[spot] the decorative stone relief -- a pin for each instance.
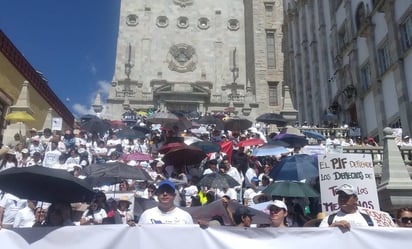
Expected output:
(183, 22)
(132, 20)
(182, 58)
(162, 21)
(203, 23)
(183, 3)
(233, 24)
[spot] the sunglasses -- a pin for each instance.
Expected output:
(405, 220)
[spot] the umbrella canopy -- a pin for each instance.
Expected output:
(211, 120)
(314, 135)
(114, 172)
(191, 139)
(182, 124)
(290, 189)
(250, 142)
(237, 124)
(292, 139)
(130, 134)
(95, 125)
(218, 180)
(296, 168)
(188, 155)
(170, 146)
(143, 129)
(136, 156)
(207, 146)
(19, 117)
(269, 150)
(45, 184)
(272, 118)
(162, 118)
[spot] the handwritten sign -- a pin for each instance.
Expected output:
(381, 219)
(354, 169)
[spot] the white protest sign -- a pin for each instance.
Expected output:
(57, 124)
(345, 168)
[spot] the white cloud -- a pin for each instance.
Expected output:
(103, 87)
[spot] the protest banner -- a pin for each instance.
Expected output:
(354, 169)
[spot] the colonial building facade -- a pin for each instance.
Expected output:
(199, 56)
(348, 62)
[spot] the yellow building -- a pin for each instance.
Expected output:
(23, 89)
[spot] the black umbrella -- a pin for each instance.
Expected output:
(112, 173)
(182, 156)
(45, 184)
(130, 134)
(296, 167)
(272, 118)
(290, 189)
(237, 124)
(292, 139)
(218, 180)
(95, 125)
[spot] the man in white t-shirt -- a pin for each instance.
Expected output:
(9, 206)
(349, 215)
(166, 212)
(25, 217)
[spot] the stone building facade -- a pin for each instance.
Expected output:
(348, 62)
(199, 56)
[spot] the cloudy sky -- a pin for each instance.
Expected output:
(73, 43)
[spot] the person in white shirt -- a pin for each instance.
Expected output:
(348, 215)
(9, 207)
(51, 157)
(94, 215)
(25, 217)
(251, 192)
(166, 212)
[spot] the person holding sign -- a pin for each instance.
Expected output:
(404, 217)
(348, 215)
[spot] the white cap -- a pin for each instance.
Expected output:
(279, 204)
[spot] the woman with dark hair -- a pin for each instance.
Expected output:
(59, 214)
(9, 161)
(94, 215)
(404, 217)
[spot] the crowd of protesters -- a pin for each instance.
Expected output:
(75, 149)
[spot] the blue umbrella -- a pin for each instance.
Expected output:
(296, 168)
(292, 139)
(315, 135)
(269, 150)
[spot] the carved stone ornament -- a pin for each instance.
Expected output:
(183, 3)
(182, 58)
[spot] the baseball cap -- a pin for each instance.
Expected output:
(166, 183)
(254, 179)
(278, 203)
(241, 211)
(347, 189)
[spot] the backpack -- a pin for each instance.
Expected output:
(365, 216)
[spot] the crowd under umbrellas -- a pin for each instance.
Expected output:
(134, 159)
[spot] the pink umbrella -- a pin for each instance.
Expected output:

▬▬▬

## Exercise directions
Repeat only the stretch of lines starting at the one containing "[spot] the protest" and running to the final line of the entries above.

## Output for this task
[spot] the protest banner -- a pin for each instance.
Expected output:
(354, 169)
[spot] the colonial building facade -- a pin for each instance.
Expected output:
(199, 56)
(348, 62)
[spot] the yellow building -- a pin for each instance.
Expected output:
(23, 89)
[spot] the black umbrella -- a pin for each instance.
Expected output:
(112, 173)
(182, 156)
(45, 184)
(130, 134)
(296, 167)
(272, 118)
(290, 189)
(237, 124)
(292, 139)
(218, 180)
(95, 125)
[spot] the man in white t-shirt -- a pin for each instance.
Expected output:
(9, 206)
(349, 215)
(166, 212)
(25, 217)
[spot] the stone building facade -- a pin for each instance.
Expected output:
(348, 62)
(199, 56)
[spot] the cloudy sky -- a pin for each instance.
Expected output:
(73, 43)
[spot] the person in white shirt -- a pin for each instance.
Expected output:
(348, 215)
(9, 207)
(51, 157)
(94, 215)
(25, 217)
(251, 192)
(166, 212)
[spot] the person holding sign -- a pin for each instance.
Expected output:
(404, 217)
(348, 215)
[spot] the white cap -- a pin for each instance.
Expected output:
(279, 204)
[spot] the woman with dark hair -- a pin for each instance.
Expected output:
(59, 214)
(9, 161)
(94, 215)
(404, 217)
[spot] the crowd of protesters -- a pin for each instance.
Expected output:
(75, 149)
[spot] the blue umbrella -- a pin for each instance.
Expected output:
(296, 168)
(292, 139)
(315, 135)
(269, 150)
[spot] the carved stone ornament -- a pin for each instance.
Expected output:
(183, 3)
(182, 58)
[spot] the baseball cap -- a pin for each instance.
Expected output:
(166, 183)
(254, 179)
(278, 203)
(241, 211)
(347, 189)
[spot] the backpack -- a pin for each instance.
Expected output:
(365, 216)
[spot] the crowd under umbrellas -- a pin for each instance.
Expected output:
(134, 159)
[spot] the pink umbrella -- a pin for each instance.
Expected output:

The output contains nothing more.